[[ SELECTED EXCERPT open ]]
Okay...I'm a hardcore skeptic and I admit it. I have no use for the supernatural at all.
Having said that though, once in a great, great while I'm truly, honestly stumped. One instance was a book I read in the early 1970's entitled, Arigo: Surgeon Of The Rusty Knife. This book is out of print now and a used copy could easily cost you 50 dollars or more. However, in the age of the internet, the book can be accessed here:
http://www.scribd.com/doc/16005722/Arigo-Surgeon-of-the-Rusty-Knife
For any who are interested, I'll briefly summarize:
Arigo was a "psychic surgeon" in Brazil. Psychic surgery is a paranormal medical practice where the patient is operated upon without anaesthetics or antiseptics. It has mainly confined to the backstreets of South American countries in years gone by. The patient feels no pain during the procedure and the alleged wound closes without sutures and with little or no bleeding.
"Psychic surgery" has proved to usually be a simple trick performed by any low grade charleton. The "Surgeon" either pinches the skin or makes a very superficial cut and then produces a piece of animal tissue that he has carefully palmed as the excised tumor or growth.
[[ SELECTED EXCERPT closed ]]
[[ RAW DATA open ]]
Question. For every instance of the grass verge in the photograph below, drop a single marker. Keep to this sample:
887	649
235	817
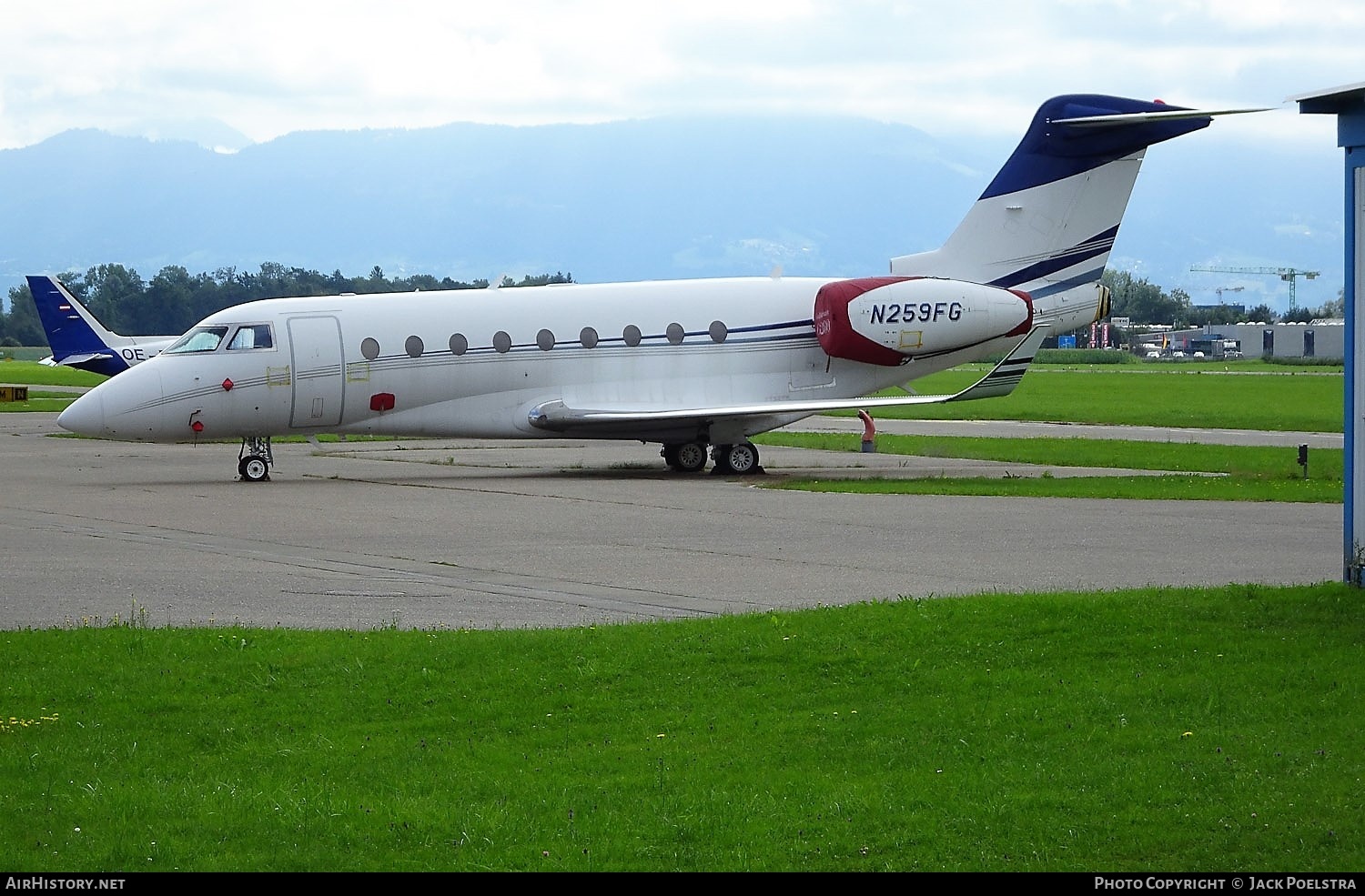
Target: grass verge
[[ RAW DATA closed ]]
● TASK SET:
(1) In the post about Arigo, what book about him did the writer read in the early 1970s?
(2) Echo the post about Arigo word for word, from "Having said that" to "or no bleeding.".

● RESULTS FOR EACH TASK:
(1) Arigo: Surgeon Of The Rusty Knife.

(2)
Having said that though, once in a great, great while I'm truly, honestly stumped. One instance was a book I read in the early 1970's entitled, Arigo: Surgeon Of The Rusty Knife. This book is out of print now and a used copy could easily cost you 50 dollars or more. However, in the age of the internet, the book can be accessed here:
http://www.scribd.com/doc/16005722/Arigo-Surgeon-of-the-Rusty-Knife
For any who are interested, I'll briefly summarize:
Arigo was a "psychic surgeon" in Brazil. Psychic surgery is a paranormal medical practice where the patient is operated upon without anaesthetics or antiseptics. It has mainly confined to the backstreets of South American countries in years gone by. The patient feels no pain during the procedure and the alleged wound closes without sutures and with little or no bleeding.